Page text
---
Note that the claim is not that the percentage is known. The claim is that the percentage is greater than a known figure.
"Overall, the amount spent to influence politics in an American election year easily exceeds $10 billion"
Big deal. Top 2 or 3 businesses alone top that.
https://www.businessinsider.com/10-biggest-advertising-spenders-in-the-us-2015-7#4-procter-and-gamble-co-43-billion-in-total-spending-7
Trump's law firm, Jones day: About 80%.
Silly guy thought that law firms stay bought, that he didn't have to vet them for their politics. That might be the way it works in the business world, it's not how it works in politics.
Law firms are professionals, and serve their clients zealously regardless of politics.
You really don't seem to understand that concept at all.
You couldn't be that naive...
Your partisan cynicism says more about you than reality.
Do you have trouble in your workplace because your politics make you unable to professionally do your job?
You'd probably see similar patterns with many other well-educated, professional groups (academics, journalists, scientists, etc.,). The current Right and Republican Party embraces an anti-intellectual pose so much (the cult of Trump, the anti-expert sneers, etc.,) this just isn't surprising. No complex conspiracy theories about taking over institutions or such are needed to explain the obvious.
You'd see similar patterns in basically every group that is subject to any sort of winnowing process that can be captured by the left. We're in the end game of the left's 'march through the institutions', right-wingers are being systematically excluded from most institutions now, and the leadership of such institutions that can't avoid relying on them for the grunt work.
That's just silly nonsense. Occupational groups have long skewed politically. Different political parties favor/disfavor different occupational groups in their policy and rhetoric and sometimes just simply in 'ethos' (this is going to be particularly prominent when occupations have prominent ethos, like most professional groups!).
---
Entries supplied
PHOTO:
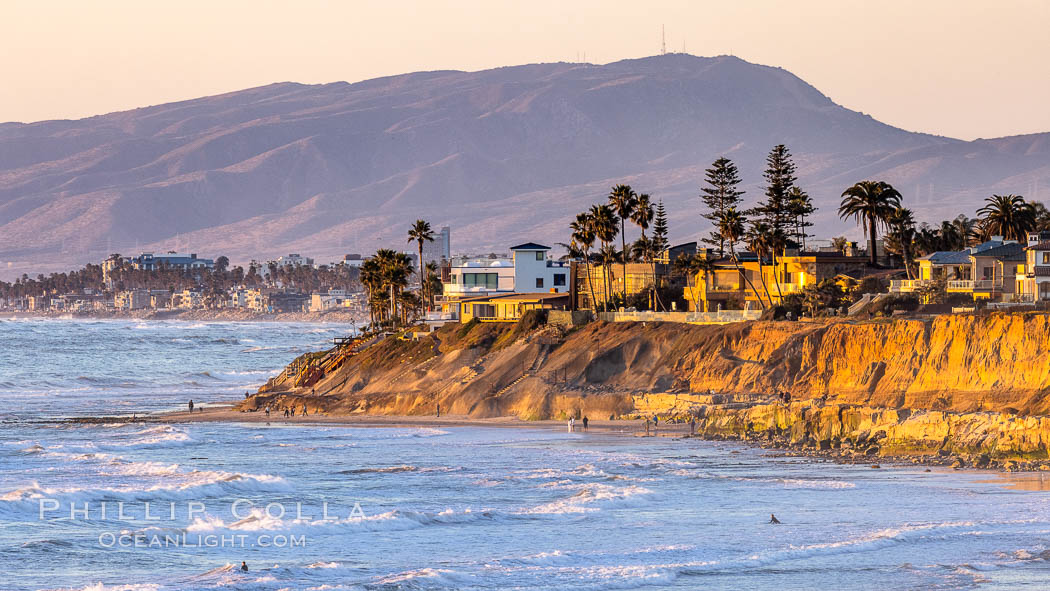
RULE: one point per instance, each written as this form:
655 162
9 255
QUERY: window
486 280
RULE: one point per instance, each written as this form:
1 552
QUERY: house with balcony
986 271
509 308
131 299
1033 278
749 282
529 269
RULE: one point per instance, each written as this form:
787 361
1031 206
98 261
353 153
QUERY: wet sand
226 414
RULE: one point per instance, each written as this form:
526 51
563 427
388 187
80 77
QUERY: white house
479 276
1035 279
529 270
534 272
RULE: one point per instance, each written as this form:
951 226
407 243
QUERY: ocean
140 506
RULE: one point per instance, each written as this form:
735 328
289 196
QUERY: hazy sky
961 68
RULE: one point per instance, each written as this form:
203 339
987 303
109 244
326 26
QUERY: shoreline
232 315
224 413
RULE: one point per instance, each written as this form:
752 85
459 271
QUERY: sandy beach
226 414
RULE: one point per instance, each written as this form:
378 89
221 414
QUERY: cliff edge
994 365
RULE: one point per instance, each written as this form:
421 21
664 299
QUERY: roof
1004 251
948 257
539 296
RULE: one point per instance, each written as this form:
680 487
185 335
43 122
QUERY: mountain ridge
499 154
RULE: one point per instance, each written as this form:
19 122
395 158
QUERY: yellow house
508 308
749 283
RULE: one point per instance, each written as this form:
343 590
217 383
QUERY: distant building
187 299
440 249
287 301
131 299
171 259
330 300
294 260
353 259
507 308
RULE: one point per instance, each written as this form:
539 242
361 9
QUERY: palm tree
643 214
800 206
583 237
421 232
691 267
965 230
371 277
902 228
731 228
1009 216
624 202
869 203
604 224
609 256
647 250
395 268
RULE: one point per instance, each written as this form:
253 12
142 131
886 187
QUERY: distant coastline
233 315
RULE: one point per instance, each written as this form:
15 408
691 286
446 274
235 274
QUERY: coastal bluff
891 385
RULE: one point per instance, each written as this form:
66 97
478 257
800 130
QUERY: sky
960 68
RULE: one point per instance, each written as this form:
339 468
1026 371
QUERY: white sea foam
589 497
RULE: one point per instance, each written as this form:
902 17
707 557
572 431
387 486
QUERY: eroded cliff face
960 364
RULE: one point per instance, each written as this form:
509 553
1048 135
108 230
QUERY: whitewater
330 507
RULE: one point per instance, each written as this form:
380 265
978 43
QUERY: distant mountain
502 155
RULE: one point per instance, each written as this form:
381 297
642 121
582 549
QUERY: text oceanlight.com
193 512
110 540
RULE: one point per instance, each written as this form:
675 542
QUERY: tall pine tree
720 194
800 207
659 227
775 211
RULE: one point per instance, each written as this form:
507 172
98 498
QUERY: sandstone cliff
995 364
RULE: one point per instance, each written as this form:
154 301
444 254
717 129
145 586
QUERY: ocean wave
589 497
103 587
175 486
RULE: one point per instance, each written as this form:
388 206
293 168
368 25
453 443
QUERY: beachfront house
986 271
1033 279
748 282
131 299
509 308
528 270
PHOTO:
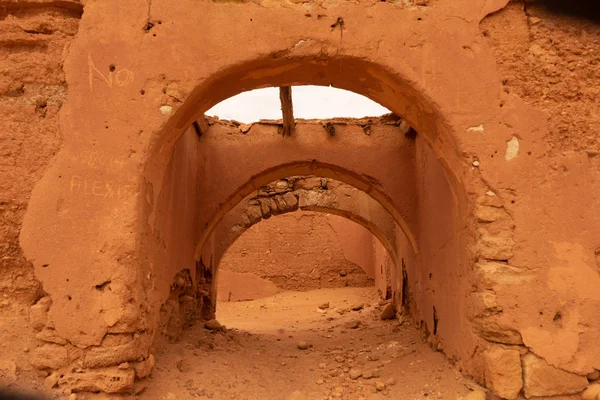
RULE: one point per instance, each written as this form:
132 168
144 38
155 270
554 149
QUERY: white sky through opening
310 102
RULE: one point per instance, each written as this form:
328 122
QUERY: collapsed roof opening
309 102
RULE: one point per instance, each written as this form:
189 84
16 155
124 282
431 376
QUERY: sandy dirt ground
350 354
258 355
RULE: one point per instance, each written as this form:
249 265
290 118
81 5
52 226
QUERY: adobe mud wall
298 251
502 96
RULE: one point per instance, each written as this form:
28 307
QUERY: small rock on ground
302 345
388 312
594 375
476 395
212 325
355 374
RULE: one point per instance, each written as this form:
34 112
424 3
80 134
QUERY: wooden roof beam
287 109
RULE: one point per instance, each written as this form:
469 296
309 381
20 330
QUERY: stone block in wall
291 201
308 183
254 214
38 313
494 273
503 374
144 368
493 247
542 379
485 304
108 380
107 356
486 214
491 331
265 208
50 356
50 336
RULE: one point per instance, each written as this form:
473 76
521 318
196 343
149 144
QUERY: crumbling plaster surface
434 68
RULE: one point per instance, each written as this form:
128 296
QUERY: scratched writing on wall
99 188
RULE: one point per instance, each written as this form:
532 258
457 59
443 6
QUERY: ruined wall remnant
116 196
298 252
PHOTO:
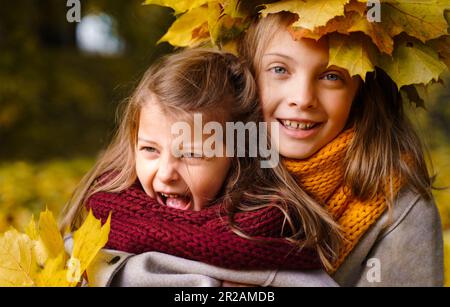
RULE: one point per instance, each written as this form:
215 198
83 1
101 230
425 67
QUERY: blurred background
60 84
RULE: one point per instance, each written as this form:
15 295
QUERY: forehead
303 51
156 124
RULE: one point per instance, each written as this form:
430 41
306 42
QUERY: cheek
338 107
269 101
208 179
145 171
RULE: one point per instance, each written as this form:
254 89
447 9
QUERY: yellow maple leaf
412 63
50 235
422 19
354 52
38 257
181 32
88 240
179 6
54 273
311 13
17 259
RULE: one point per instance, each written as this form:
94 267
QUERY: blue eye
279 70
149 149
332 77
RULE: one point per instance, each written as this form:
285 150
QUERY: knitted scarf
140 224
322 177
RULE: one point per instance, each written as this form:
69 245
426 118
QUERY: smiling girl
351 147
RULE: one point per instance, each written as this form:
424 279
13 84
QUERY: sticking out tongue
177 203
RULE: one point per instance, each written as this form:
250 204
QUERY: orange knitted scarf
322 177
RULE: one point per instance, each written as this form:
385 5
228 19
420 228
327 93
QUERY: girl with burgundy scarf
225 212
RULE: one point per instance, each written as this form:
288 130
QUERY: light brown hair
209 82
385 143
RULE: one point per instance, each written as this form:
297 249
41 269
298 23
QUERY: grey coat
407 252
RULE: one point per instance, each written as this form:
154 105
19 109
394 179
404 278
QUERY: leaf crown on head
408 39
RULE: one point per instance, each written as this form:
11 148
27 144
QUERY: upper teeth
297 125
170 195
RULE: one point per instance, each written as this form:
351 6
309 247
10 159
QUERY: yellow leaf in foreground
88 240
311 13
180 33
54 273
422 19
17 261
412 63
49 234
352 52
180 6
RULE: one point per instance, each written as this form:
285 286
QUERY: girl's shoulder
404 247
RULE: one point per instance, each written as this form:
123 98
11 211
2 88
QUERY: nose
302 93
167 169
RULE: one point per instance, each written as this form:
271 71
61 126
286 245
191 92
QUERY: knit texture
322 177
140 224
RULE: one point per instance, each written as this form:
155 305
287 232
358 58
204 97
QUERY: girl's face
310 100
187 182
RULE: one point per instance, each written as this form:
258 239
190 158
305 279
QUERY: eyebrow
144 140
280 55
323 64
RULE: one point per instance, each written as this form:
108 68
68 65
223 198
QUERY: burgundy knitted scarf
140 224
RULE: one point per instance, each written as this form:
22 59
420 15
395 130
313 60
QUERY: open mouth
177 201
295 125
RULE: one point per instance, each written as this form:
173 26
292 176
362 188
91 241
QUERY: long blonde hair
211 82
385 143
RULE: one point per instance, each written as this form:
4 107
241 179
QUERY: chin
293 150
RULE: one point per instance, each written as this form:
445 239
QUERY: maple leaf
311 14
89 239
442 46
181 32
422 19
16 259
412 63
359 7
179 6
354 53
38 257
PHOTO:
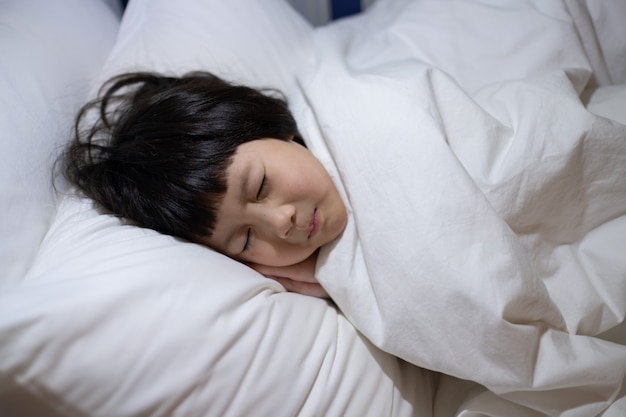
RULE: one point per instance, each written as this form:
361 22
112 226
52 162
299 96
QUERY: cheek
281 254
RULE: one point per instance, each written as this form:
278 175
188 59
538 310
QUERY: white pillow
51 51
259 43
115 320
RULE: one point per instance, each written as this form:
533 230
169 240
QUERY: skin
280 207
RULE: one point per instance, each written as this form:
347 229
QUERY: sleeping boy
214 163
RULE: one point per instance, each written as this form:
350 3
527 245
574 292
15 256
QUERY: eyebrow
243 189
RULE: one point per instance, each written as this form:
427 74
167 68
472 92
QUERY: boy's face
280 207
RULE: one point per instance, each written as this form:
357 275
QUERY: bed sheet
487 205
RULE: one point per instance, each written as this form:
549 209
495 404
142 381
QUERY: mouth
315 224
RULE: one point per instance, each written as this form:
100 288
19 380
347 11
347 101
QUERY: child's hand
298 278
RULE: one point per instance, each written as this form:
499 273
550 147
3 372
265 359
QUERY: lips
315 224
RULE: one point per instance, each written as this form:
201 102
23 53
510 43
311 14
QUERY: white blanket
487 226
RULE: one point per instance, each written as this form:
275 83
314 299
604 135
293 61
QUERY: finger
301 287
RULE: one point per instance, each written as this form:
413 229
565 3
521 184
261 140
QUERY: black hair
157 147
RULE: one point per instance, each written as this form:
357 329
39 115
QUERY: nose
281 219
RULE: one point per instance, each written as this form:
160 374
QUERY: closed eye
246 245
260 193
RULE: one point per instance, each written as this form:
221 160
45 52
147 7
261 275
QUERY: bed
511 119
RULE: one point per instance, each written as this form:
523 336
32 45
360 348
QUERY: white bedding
---
Exercise set
1/ From the comment thread, reproduce the passage from "Your partisan cynicism" up to and including "explain the obvious.", word for word.
2/ According to the comment thread, what sum does the amount spent to influence politics in an American election year easily exceed?

Replies
1/
Your partisan cynicism says more about you than reality.
Do you have trouble in your workplace because your politics make you unable to professionally do your job?
You'd probably see similar patterns with many other well-educated, professional groups (academics, journalists, scientists, etc.,). The current Right and Republican Party embraces an anti-intellectual pose so much (the cult of Trump, the anti-expert sneers, etc.,) this just isn't surprising. No complex conspiracy theories about taking over institutions or such are needed to explain the obvious.

2/ $10 billion.